WHAT YOU NEED TO DO> Please pick out every line in the rows below that contains the word "floral" and copy each of those lines.

GIVEN DATA>
━━━━━━━━━━━━━━━━━━━━━━━━━━━━━━

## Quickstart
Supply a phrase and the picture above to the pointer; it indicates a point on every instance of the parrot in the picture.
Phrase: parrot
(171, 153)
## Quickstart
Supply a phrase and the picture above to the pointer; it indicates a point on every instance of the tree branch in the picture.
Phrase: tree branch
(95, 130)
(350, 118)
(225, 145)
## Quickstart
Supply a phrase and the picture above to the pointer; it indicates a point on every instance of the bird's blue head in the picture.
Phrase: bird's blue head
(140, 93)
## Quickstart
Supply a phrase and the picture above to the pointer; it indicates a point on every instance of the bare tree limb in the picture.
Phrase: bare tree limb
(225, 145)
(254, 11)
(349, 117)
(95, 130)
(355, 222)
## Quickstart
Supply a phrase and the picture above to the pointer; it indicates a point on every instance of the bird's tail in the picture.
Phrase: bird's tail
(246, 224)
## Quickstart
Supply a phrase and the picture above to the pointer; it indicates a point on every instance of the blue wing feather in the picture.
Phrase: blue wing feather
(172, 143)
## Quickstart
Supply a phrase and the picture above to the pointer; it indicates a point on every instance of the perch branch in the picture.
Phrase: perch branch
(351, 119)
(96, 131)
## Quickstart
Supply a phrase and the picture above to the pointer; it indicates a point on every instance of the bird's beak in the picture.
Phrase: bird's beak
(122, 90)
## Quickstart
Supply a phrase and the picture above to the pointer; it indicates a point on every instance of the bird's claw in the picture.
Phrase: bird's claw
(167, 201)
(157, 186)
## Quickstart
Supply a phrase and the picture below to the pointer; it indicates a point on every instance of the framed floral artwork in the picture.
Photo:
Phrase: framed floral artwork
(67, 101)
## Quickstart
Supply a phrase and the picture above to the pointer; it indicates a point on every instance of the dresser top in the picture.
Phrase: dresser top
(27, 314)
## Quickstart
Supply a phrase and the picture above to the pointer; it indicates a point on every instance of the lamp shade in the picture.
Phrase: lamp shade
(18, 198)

━━━━━━━━━━━━━━━━━━━━━━━━━━━━━━

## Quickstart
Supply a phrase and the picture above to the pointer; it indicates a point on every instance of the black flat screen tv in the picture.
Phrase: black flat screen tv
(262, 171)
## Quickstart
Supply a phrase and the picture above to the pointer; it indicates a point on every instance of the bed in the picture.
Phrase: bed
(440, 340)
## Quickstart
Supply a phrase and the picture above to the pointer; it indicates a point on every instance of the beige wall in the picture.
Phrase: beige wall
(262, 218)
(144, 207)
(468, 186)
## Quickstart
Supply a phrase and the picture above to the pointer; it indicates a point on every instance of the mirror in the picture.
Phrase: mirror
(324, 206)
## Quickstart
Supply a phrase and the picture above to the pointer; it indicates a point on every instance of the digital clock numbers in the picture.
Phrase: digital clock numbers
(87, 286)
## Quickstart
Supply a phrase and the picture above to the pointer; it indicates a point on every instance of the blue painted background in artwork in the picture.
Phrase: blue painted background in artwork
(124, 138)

━━━━━━━━━━━━━━━━━━━━━━━━━━━━━━

REPLY TO THE EXERCISE>
Supply a phrase and the picture below to the pointer; it indicates a point on every instance of the framed floral artwork in the picture.
Phrase: framed floral artwork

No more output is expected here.